[Point localization data]
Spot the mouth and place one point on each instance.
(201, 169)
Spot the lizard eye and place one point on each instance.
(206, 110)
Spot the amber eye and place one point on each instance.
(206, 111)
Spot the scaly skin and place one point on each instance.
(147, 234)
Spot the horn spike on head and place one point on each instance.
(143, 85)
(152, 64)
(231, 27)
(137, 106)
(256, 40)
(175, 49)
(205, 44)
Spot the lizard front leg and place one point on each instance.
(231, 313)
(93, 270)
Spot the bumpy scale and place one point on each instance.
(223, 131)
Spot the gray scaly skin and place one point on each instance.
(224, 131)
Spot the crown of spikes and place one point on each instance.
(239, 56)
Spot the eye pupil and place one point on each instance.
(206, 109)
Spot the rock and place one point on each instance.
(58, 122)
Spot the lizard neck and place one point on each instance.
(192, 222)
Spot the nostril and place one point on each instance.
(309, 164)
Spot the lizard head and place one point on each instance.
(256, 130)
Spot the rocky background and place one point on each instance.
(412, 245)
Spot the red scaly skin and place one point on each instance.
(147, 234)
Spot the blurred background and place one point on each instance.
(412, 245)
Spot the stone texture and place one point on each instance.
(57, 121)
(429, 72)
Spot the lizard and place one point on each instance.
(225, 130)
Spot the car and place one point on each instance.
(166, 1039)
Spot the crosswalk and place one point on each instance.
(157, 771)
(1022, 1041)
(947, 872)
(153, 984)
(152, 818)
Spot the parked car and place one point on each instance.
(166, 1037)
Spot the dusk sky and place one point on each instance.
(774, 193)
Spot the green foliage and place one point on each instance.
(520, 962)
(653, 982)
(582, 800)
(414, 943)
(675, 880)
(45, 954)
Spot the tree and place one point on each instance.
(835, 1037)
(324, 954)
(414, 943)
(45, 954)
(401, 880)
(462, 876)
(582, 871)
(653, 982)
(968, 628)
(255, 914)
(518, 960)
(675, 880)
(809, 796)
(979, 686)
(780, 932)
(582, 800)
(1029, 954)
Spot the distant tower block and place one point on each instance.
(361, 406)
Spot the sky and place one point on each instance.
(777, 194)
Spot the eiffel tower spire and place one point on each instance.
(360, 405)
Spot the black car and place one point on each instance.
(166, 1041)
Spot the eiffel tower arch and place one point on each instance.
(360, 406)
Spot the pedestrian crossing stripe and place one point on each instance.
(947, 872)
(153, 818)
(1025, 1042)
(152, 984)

__INSTRUCTIONS TO FOLLOW__
Each record shown above must be printed once more, exactly.

__SOLVED PROBLEM__
Spot the mouth and place one point on each instance.
(201, 169)
Spot the lizard eye and place one point on each instance.
(206, 110)
Spot the amber eye and place one point on each instance.
(206, 111)
Spot the scaly skin and place one point on each instance.
(147, 234)
Spot the horn spike on head and place one point on each instance.
(143, 85)
(152, 64)
(231, 27)
(137, 106)
(256, 40)
(175, 49)
(205, 44)
Spot the lizard front leg and place one point on each instance.
(231, 313)
(93, 270)
Spot the bumpy scale and place one point on each instance.
(223, 131)
Spot the gray scaly skin and place one point on each instance.
(224, 131)
Spot the crown of spikes and place one point on each instance.
(239, 56)
Spot the eye pupil and place one point on each instance.
(206, 109)
Spot the rock and place one point on each instance.
(58, 122)
Spot the lizard neck and place one point on each instance.
(192, 222)
Spot the nostril and place one point on each instance.
(309, 164)
Spot the lizard head and place one point on each instance.
(256, 130)
Spot the rocky background and place one point on each instance.
(412, 245)
Spot the red scaly skin and place one point on each instance.
(147, 234)
Spot the blurred background and place one point on each instance.
(412, 245)
Spot the stone texture and place one point on each instance.
(57, 121)
(429, 72)
Spot the lizard and place one point on each instance.
(225, 130)
Spot the car and place one point on each instance.
(166, 1039)
Spot the crosswalk and place one point on each instance.
(157, 771)
(1022, 1041)
(947, 872)
(153, 984)
(152, 818)
Spot the parked car and place one point on each instance.
(166, 1037)
Spot the dusk sky and place one point on each instance.
(774, 193)
Spot the green foliage and place one point on each instance.
(520, 962)
(653, 982)
(582, 800)
(414, 943)
(675, 880)
(45, 954)
Spot the tree and place one point on each instance.
(835, 1037)
(324, 954)
(414, 943)
(45, 954)
(401, 880)
(462, 876)
(582, 871)
(653, 982)
(968, 628)
(255, 914)
(518, 960)
(675, 880)
(809, 796)
(979, 686)
(780, 932)
(582, 800)
(1029, 954)
Spot the distant tower block and place one point on each instance.
(361, 406)
Spot the sky and place one point on each instance.
(777, 194)
Spot the eiffel tower spire and place one point on each instance.
(360, 405)
Spot the black car and place one point on each instance.
(166, 1041)
Spot the eiffel tower arch and place one point on each instance.
(360, 406)
Spot the pedestrian crossing stripe and place one point on each instance.
(947, 872)
(153, 818)
(1025, 1042)
(152, 984)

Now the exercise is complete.